■ Task goal
Put the entries from the start through the line containing "left=117, top=290, right=185, bottom=312" into a two-column CSV with columns input and output. Give one row per entry, with its text and its answer each in a single quoted field and line breaks replaced by spaces.

Excerpts from a detection dataset:
* Start *

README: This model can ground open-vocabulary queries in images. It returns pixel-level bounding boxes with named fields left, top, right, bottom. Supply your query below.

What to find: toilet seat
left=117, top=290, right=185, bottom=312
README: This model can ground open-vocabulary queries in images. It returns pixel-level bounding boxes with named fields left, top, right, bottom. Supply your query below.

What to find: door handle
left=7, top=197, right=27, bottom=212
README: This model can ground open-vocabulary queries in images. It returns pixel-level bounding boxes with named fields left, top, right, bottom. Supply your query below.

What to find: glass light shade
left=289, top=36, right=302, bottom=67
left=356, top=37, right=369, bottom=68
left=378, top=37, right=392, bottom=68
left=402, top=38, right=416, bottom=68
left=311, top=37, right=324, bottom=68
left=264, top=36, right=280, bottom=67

* End *

■ Response to this task
input,output
"README: This model can ground open-vocabulary queries in images. It returns pixel-level bounding boxes with named fields left, top, right, bottom. Supply your query below. What to find: toilet seat","left=117, top=290, right=185, bottom=312"